_CONSIGNE DONNÉE_
Repérez dans les entrées ci-dessous chaque ligne contenant le mot « tree » et recopiez-la, en respectant la casse.

_DONNÉES PRÉSENTÉES_
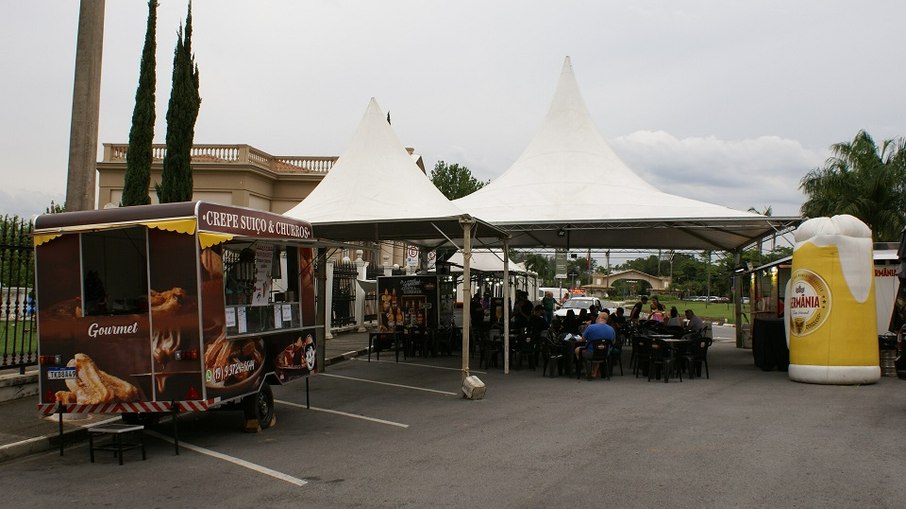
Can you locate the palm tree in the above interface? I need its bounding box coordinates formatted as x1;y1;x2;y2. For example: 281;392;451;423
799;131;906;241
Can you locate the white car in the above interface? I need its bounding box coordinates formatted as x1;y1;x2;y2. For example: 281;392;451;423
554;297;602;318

* * *

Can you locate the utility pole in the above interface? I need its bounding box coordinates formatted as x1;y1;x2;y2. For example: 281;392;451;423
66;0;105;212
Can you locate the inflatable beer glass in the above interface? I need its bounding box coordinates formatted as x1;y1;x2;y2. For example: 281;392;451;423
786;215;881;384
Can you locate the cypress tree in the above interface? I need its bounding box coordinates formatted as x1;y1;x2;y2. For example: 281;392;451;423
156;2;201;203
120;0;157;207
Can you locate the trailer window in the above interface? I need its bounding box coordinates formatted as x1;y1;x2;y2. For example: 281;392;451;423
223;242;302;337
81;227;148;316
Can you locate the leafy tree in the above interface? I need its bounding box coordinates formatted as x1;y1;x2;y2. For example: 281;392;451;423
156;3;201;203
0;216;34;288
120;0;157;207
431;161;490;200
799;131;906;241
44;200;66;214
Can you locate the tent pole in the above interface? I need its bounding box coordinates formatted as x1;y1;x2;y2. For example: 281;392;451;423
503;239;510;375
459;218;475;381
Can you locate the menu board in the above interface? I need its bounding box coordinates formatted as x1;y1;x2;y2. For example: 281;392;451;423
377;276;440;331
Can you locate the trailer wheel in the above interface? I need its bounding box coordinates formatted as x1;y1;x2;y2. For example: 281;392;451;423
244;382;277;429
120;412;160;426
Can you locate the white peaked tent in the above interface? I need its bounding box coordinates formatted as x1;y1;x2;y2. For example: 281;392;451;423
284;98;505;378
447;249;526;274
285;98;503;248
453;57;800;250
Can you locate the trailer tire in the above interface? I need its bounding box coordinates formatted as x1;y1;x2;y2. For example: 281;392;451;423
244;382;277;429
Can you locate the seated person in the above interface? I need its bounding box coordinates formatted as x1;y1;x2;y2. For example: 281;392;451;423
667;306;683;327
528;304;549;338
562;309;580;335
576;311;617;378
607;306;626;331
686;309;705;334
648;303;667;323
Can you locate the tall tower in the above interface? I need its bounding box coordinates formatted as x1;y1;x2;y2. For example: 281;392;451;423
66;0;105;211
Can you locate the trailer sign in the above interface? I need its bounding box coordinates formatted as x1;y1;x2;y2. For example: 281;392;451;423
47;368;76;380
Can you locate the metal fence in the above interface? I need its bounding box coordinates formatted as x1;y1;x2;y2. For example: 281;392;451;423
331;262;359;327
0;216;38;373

_RÉSULTAT FINAL_
Can you locate the palm tree in the above interface? I need its bounding box coordinates formatted as x1;y1;x2;y2. For example: 281;392;451;423
Can you locate the cypress tree in the above interface? I need its bounding box coordinates formatted as x1;y1;x2;y2. For example: 281;392;451;423
Can you locate the leafy tree in the above interface? I need its bounding box coordinates formatted as x1;y1;x2;y2. For example: 281;392;451;423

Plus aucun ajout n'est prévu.